Given instruction. Write out again only the lines running from the one that contains "Target: blurred leaf" to the end of the records below, including both the first and the last.

Excerpted records.

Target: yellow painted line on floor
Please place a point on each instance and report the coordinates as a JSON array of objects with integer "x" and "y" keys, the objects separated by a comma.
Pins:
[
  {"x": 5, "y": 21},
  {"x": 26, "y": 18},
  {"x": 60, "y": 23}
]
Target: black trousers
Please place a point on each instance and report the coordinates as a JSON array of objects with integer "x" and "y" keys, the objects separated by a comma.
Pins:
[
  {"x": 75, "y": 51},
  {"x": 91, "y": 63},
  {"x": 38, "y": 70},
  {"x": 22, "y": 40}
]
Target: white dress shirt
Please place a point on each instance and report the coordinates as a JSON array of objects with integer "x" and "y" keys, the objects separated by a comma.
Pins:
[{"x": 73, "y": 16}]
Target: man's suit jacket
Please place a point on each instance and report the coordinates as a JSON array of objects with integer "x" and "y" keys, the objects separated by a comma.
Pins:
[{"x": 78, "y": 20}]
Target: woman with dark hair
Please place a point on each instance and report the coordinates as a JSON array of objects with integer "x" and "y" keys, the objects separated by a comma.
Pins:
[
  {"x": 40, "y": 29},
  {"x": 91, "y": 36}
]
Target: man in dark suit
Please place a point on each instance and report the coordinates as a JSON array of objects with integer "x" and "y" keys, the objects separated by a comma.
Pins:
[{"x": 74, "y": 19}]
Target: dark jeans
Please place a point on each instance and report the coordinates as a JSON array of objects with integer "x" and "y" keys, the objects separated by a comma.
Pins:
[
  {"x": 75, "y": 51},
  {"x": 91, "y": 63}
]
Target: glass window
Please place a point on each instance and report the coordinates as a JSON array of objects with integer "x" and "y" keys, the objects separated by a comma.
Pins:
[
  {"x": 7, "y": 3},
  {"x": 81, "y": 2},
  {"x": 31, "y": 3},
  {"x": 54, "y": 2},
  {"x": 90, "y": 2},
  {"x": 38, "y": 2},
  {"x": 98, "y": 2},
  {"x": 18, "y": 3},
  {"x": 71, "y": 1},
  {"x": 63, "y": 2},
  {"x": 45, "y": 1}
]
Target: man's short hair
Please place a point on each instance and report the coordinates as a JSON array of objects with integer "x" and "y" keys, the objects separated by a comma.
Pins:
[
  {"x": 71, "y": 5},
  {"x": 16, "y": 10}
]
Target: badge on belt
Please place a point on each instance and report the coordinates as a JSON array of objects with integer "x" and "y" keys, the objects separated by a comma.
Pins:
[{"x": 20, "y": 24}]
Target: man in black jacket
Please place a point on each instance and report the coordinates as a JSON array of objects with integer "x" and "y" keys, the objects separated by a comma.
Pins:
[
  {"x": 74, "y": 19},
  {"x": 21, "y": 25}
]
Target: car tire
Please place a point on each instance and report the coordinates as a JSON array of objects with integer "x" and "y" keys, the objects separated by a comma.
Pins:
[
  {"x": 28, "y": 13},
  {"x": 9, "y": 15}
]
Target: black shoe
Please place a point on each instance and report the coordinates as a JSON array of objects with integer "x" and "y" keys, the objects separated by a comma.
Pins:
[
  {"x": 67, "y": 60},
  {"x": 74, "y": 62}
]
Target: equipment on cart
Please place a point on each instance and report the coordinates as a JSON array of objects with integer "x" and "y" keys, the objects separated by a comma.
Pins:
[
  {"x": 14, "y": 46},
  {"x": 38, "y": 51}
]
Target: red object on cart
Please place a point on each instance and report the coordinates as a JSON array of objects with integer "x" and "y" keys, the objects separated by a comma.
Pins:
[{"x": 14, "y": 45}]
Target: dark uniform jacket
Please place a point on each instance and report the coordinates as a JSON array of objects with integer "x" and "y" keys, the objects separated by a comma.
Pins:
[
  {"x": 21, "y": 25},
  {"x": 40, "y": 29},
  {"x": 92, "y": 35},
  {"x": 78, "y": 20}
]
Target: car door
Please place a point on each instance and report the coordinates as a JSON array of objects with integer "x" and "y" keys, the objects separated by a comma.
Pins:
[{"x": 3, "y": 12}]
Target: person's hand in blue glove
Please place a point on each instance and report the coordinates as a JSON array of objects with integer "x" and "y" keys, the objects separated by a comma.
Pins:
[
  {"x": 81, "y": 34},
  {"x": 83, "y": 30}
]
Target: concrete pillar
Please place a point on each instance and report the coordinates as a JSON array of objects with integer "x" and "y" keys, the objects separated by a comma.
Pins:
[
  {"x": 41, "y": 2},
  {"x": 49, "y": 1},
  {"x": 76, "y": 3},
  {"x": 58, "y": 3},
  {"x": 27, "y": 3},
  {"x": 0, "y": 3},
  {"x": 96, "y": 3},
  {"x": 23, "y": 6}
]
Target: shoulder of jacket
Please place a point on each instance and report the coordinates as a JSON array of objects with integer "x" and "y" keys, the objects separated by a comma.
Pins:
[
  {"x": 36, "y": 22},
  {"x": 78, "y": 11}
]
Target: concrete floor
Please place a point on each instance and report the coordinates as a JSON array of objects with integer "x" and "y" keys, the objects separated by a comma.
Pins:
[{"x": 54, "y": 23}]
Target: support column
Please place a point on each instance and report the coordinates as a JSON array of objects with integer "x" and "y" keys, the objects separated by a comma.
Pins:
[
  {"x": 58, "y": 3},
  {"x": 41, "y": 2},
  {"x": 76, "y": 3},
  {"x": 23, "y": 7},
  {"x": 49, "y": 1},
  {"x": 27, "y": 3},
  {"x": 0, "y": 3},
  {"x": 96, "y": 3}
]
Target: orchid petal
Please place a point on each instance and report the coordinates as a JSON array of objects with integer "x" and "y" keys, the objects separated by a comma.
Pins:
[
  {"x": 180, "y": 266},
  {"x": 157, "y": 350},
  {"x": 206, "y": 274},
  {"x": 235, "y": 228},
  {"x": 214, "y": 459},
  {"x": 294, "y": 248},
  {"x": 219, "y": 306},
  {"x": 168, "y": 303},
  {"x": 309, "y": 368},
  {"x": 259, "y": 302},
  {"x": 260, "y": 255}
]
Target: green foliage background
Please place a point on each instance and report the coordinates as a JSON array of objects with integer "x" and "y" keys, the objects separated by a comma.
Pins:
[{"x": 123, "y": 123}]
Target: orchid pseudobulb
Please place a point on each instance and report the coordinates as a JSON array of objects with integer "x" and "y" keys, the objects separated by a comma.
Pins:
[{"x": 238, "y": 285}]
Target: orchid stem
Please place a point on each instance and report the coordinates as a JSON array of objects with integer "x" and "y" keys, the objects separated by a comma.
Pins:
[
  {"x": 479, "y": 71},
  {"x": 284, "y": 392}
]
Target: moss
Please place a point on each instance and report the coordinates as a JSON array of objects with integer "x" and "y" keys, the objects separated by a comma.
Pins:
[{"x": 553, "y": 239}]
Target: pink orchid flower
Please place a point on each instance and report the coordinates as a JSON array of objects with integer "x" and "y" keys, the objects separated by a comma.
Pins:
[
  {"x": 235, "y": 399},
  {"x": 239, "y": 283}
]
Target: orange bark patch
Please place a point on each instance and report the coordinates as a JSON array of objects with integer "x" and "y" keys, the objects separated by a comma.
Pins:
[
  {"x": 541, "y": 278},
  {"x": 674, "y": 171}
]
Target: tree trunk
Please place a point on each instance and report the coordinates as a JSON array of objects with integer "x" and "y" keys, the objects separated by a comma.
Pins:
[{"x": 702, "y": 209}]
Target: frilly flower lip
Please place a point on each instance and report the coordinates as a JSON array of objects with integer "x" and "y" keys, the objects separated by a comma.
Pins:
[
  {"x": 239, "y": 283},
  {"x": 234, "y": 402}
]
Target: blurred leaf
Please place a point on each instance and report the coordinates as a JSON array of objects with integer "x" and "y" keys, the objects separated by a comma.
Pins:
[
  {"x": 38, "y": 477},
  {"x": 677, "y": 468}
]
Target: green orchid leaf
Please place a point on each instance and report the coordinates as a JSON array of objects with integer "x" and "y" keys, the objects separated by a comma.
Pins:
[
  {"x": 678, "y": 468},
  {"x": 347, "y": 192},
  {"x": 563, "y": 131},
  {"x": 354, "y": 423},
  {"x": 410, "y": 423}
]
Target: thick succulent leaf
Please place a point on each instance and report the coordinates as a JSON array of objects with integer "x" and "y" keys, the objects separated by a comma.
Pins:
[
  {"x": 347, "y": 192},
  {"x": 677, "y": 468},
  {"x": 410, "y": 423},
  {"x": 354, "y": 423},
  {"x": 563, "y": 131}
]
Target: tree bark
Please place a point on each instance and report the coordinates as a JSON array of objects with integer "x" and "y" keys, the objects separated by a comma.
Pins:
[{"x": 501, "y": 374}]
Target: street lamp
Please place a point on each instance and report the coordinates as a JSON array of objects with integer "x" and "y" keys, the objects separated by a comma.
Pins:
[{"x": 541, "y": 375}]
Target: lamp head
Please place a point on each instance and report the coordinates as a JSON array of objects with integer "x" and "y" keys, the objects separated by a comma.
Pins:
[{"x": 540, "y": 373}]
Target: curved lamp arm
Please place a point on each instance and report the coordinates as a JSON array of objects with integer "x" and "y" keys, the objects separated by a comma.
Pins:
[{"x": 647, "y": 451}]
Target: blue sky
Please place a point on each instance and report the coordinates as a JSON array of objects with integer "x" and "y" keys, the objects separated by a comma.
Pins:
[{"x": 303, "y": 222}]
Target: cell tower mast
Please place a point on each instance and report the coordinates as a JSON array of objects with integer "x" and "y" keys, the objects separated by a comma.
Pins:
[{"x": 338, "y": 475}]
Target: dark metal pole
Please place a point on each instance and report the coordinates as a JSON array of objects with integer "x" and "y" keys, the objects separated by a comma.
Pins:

Complete output.
Target: blurred leaf
Please place a point on each instance and report the coordinates as a JSON array of objects with integer "x" and "y" keys, the objects separated by a comma.
Pins:
[
  {"x": 38, "y": 477},
  {"x": 677, "y": 468}
]
Target: green orchid leaf
Please place a point on each instance and report the coordinates as a JSON array of objects with integer "x" and "y" keys, the objects separated by a comma.
Pins:
[
  {"x": 678, "y": 468},
  {"x": 347, "y": 192},
  {"x": 563, "y": 131},
  {"x": 354, "y": 423},
  {"x": 410, "y": 423}
]
Target: thick succulent leaf
Please place a point on each instance and report the coordinates as a JSON array of objects with integer "x" and "y" keys, the objects separated by a comma.
Pins:
[
  {"x": 347, "y": 192},
  {"x": 677, "y": 468},
  {"x": 410, "y": 423},
  {"x": 354, "y": 423},
  {"x": 563, "y": 131}
]
Target: tree bark
Please place a point on each instance and report the coordinates as a JSON array of objects with integer "x" and "y" keys, the objects separated by a comma.
Pins:
[{"x": 501, "y": 374}]
Target: street lamp
Please place a point on each instance and report the coordinates as a JSON array of objects with integer "x" and "y" keys, the objects separated by a comma.
Pins:
[{"x": 541, "y": 375}]
Target: lamp head
Please place a point on each instance and report the coordinates as a JSON array of objects with integer "x" and "y" keys, the objects separated by a comma.
Pins:
[{"x": 540, "y": 373}]
Target: curved lamp arm
Please place a point on each instance and report the coordinates as a JSON array of objects with integer "x" and "y" keys, the objects separated by a comma.
Pins:
[{"x": 647, "y": 451}]
Target: blue sky
Please place a point on each instance and report the coordinates as a JSON array of objects with integer "x" and "y" keys, the objects separated by a comma.
Pins:
[{"x": 303, "y": 222}]
Target: cell tower mast
Please place a point on each instance and report the coordinates as a JSON array of objects with integer "x" and "y" keys, the objects separated by a comma.
Pins:
[{"x": 338, "y": 475}]
Target: dark metal pole
Please place a point on each instance and report the coordinates as a JSON array of objects with integer "x" and "y" keys, the objects separated by a comma.
Pins:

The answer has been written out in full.